• **TASK ITEM**:
All of the records are to be reproduced exactly.

• **SUPPLIED DATA**:
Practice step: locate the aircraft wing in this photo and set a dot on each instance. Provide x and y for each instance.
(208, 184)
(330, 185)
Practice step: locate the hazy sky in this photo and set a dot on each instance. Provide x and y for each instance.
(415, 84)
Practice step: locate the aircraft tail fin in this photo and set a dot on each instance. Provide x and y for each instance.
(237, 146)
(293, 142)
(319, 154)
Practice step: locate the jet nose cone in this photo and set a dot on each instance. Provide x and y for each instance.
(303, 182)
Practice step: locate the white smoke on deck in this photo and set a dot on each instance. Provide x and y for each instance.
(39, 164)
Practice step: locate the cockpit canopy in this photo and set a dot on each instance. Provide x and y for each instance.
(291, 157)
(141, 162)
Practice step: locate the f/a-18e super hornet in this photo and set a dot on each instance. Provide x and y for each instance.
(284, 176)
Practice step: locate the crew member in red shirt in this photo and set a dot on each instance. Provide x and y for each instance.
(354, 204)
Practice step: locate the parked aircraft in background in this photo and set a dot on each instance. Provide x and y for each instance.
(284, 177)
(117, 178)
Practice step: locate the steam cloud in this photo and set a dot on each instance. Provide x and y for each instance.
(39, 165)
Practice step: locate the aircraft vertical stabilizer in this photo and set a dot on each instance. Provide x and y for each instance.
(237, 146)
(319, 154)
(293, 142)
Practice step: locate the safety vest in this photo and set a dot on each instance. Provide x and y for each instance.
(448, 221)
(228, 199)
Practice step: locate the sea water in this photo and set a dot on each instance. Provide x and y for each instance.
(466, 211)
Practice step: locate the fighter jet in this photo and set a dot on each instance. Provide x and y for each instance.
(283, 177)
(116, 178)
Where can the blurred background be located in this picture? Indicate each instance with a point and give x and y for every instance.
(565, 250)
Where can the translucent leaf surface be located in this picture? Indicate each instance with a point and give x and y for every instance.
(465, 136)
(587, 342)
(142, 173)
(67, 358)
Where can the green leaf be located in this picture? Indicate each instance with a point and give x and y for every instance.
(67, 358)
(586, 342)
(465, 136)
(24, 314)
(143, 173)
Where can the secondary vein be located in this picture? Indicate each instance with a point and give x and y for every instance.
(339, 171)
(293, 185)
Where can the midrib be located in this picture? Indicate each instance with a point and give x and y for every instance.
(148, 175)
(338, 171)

• **RESPONSE BOX**:
Practice step: locate the aircraft wing in this photo and set a dot on each instance. Provide x and y for each instance.
(208, 184)
(330, 185)
Practice step: locate the hazy sky in this photo and set a dot on each instance. Provide x and y for each instance.
(415, 84)
Practice step: locate the aircraft tail fin in this photo and set a dot on each instance. Provide x and y for each instance.
(237, 146)
(293, 142)
(319, 154)
Practice step: locate the jet nose cone in this photo and set a dot on each instance. Provide x and y for each instance.
(303, 182)
Practice step: locate the white smoke on deck in this photo and set a dot on each instance. Provide x and y for each instance.
(39, 164)
Practice step: locate the cockpit canopy in this photo and set a dot on each instance. Provide x and y for each instance.
(291, 157)
(141, 162)
Practice step: locate the f/a-18e super hornet in this photo and set a dot on each instance. Provide x and y for each instance.
(284, 176)
Practice step: locate the crew member in red shirt in this photo and set a dot on each instance. Provide x and y for each instance.
(354, 204)
Practice step: locate the parked aircraft in background in this photo and set a dot on each instance. Provide x and y for each instance.
(284, 177)
(117, 178)
Practice step: locate the steam cloud in this photo and set a dot on each instance. Provide x and y for each instance.
(39, 165)
Practice step: locate the aircraft vertical stabilizer in this photo and set a dot on each instance. Provide x and y for each instance.
(237, 146)
(319, 154)
(293, 142)
Practice step: locate the safety vest in this photo and set a dot on each instance. Provide x and y for each instance.
(448, 221)
(228, 199)
Practice step: locate the sea water in this photo and set a dot on each instance. Provide x and y for each instance.
(466, 211)
Practice step: locate the fighter jet in this photo and set a dot on each instance. Provide x and y for each instance.
(283, 177)
(116, 178)
Where can the blurred background be located in this picture? Indicate each instance with a point and give x and y for every instance.
(565, 250)
Where can the translucent leaf surface be located in this picture? Indicate each instance with a point and give x and y for every instance.
(465, 136)
(587, 342)
(142, 173)
(67, 358)
Where can the green leaf be located in this picture? Indicate each instance with a point and give x and y for every instance.
(67, 358)
(586, 342)
(465, 136)
(24, 314)
(143, 173)
Where can the secondary vein be located in this picture? Indicate each instance with a point and give x and y for every instance.
(339, 171)
(293, 185)
Where can the midrib be located in this picture? Indicate each instance with a point and give x and y for every instance.
(148, 175)
(338, 171)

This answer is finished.